Directive:
Rewrite every line of the records below as a numbered list, leaving out any blank lines.

BEGIN Extracted data

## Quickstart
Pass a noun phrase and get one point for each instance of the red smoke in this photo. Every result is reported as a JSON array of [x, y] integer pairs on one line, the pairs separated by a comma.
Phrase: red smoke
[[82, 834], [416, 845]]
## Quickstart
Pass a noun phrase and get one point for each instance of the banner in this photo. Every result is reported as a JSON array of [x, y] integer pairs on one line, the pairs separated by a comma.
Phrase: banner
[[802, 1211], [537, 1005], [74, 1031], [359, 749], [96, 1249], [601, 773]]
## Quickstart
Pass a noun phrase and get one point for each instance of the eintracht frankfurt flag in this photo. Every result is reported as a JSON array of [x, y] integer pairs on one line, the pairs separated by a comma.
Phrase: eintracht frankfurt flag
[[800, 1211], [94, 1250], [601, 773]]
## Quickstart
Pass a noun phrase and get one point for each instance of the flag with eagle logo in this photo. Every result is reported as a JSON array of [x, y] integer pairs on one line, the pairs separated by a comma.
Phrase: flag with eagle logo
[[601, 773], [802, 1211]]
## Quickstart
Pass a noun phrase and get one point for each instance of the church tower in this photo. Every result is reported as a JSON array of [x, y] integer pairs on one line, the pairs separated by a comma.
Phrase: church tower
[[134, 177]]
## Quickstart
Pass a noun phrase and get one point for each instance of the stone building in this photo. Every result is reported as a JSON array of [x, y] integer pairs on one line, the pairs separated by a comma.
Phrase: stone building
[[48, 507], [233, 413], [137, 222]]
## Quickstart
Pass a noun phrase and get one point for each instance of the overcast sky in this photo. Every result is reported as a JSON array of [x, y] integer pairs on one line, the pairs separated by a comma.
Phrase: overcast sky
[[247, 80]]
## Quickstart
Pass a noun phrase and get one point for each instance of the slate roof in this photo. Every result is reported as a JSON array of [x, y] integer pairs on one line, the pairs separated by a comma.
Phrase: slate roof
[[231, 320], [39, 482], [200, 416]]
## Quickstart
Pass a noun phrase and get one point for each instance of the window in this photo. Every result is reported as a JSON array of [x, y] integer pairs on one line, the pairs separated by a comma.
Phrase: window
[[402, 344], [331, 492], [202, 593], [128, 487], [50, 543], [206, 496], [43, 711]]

END Extracted data

Exercise output:
1. ## Quickstart
2. Pass a noun phrase and get one point for each instance of the red smoke in this photo. Every result is reported as a JSON array of [x, y] integer pairs on one line, the pairs separated by a comma.
3. Phrase: red smoke
4. [[82, 834], [416, 845]]
5. ## Quickstart
6. Pass a noun phrase and get one point for each instance of the banner in this photo. Every result is reported as a JSON array of [x, y] integer pairs on one line, the pairs separated by a comma.
7. Phrase: banner
8. [[802, 1211], [537, 1005], [74, 1031], [359, 749], [96, 1249], [601, 773]]
9. ## Quickstart
10. Pass a noun phrase and get one point for each instance of the eintracht frankfurt flag in this photo. Every result is reported as a JSON array of [x, y] integer pairs on one line, the pairs separated by a comma.
11. Phrase: eintracht frankfurt flag
12. [[800, 1211], [94, 1250], [601, 773]]
13. ## Quickstart
14. Pass a noun phrase and get one point for each instance of the flag with eagle logo in this photo. Every result is reported as a JSON array of [x, y] integer pairs on one line, the pairs separated by a comma.
15. Phrase: flag with eagle logo
16. [[601, 773], [802, 1211]]
17. ## Quickstart
18. Pass a noun phrase and get one point for each instance of the church tower in this photo. Every result is reported as a JSON array of [x, y] integer pairs on one line, the pairs separated by a comma.
19. Phrase: church tower
20. [[134, 177]]
21. ## Quickstart
22. Pass a noun phrase and get one point for each instance of the stone building in this photo. Every result is reported as a JSON array of [x, y] integer pairs on one line, the pairs separated by a comma.
23. Phrase: stone building
24. [[48, 507], [233, 413], [137, 222]]
25. ## Quickstart
26. Pass a noun phrase and get one point for each instance of the overcast sky in this photo. Every result is reported as a JSON array of [x, y] integer pairs on one line, the pairs separated by a comma.
27. Phrase: overcast sky
28. [[247, 80]]
29. ## Quickstart
30. Pass a noun phrase and get one point for each instance of the slate roof in this photo. Every result is reported as a JSON array of [x, y] integer pairs on one line, the pairs separated by a comma.
31. Phrase: slate roof
32. [[231, 320], [39, 482], [200, 416]]
33. ## Quickstart
34. Pass a noun phrase and get one point for each instance of the window in this photo. Every result is reported as a JSON array of [x, y] integer pairs on one line, the pairs separated by a comma.
35. Phrase: window
36. [[402, 344], [331, 492], [202, 593], [128, 487], [50, 543], [206, 496], [43, 711]]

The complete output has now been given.